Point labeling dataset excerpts
========
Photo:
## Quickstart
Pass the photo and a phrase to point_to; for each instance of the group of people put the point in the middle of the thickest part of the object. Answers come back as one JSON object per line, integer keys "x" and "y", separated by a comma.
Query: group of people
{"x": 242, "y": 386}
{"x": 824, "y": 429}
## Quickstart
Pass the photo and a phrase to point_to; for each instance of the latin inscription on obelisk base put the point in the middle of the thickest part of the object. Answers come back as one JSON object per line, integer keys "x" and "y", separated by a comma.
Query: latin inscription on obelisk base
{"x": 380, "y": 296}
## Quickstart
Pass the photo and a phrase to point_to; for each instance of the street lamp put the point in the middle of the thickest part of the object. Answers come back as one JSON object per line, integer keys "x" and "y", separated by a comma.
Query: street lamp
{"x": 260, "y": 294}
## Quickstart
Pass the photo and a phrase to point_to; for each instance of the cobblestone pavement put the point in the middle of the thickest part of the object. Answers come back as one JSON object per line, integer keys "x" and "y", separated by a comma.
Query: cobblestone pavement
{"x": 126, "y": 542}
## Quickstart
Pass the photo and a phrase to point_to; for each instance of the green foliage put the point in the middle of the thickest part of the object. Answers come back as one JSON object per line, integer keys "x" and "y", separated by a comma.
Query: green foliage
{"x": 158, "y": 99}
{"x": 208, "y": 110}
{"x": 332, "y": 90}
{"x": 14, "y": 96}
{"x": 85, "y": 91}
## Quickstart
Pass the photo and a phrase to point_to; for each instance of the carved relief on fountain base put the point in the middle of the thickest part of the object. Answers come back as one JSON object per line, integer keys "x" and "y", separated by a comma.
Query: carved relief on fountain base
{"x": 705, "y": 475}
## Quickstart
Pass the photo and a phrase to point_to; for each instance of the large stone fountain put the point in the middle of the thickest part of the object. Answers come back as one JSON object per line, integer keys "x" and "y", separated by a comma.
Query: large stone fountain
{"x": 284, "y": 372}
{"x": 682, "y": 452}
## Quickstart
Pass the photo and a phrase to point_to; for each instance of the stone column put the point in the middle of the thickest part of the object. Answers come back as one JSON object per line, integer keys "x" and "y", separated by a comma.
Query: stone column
========
**Exercise goal**
Copy every record exactly as presented.

**Finished exercise**
Photo:
## Quickstart
Pass the photo and a phrase to point_to; for each instance of the group of people put the point in the middle of the thickest part of the object. Answers come back as one JSON object per line, integer keys "x" and "y", separated by a comma.
Query: group of people
{"x": 242, "y": 386}
{"x": 824, "y": 429}
## Quickstart
Pass the photo and a phrase to point_to; for each instance of the latin inscription on obelisk base put the point in the middle of the thickest part of the object. Answers come back as one JSON object per line, integer keys "x" and "y", separated by a comma.
Query: latin inscription on obelisk base
{"x": 380, "y": 296}
## Quickstart
Pass the photo and a phrase to point_to; for each instance of the street lamp put the point in the middle of the thickest part of the object. Answers come back as one JSON object per line, integer keys "x" and "y", separated by a comma.
Query: street lamp
{"x": 260, "y": 294}
## Quickstart
Pass the photo and a phrase to point_to; for each instance of the cobblestone pavement put the point in the middle of the thickest part of the object. Answers come back as one JSON object per line, integer keys "x" and "y", separated by a comma.
Query: cobblestone pavement
{"x": 126, "y": 542}
## Quickstart
Pass the photo and a phrase to point_to; for each instance of the green foliage put the point in the middle of the thickest part of the object. Answers come back as one JSON object per line, integer keys "x" and "y", separated by a comma.
Query: green foliage
{"x": 158, "y": 99}
{"x": 208, "y": 110}
{"x": 332, "y": 90}
{"x": 14, "y": 96}
{"x": 85, "y": 91}
## Quickstart
Pass the photo and a phrase to point_to; for each instance of the carved relief on fountain base put the point in the middle of the thickest part of the object. Answers come back as one JSON object per line, integer keys "x" and "y", separated by a comma.
Query: carved relief on fountain base
{"x": 705, "y": 475}
## Quickstart
Pass the photo and a phrase to point_to; for each instance of the large stone fountain put the point in the middle of the thickest part of the object. Answers come back as one JSON object per line, integer keys "x" and "y", separated by a comma.
Query: large stone fountain
{"x": 284, "y": 372}
{"x": 682, "y": 452}
## Quickstart
Pass the photo and a phrase to point_to; for each instance of the stone column put the point in the middle of the thickest part of the object. Answers come back as one JSON object per line, integer keys "x" and "y", separated by a comma.
Query: stone column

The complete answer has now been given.